Exercise brief
Put every line of the data below into a numbered list, skipping any blank lines. Leave the picture out of your list.

Items
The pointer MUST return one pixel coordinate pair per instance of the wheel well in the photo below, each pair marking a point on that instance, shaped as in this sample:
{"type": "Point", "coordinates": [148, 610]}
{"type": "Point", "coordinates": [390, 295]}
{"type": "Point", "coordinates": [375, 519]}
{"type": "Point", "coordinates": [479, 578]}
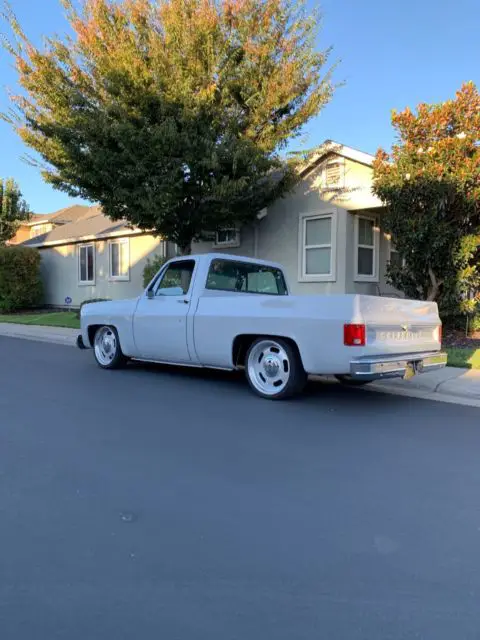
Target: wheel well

Written answer
1. The pointer MUST return one pixel coordinate pair per instance of the wheel well in the photo below, each pair marking a point on that instance, shaped as in this sample:
2. {"type": "Point", "coordinates": [148, 610]}
3. {"type": "Point", "coordinates": [390, 295]}
4. {"type": "Point", "coordinates": [375, 519]}
5. {"type": "Point", "coordinates": [479, 578]}
6. Target: wheel well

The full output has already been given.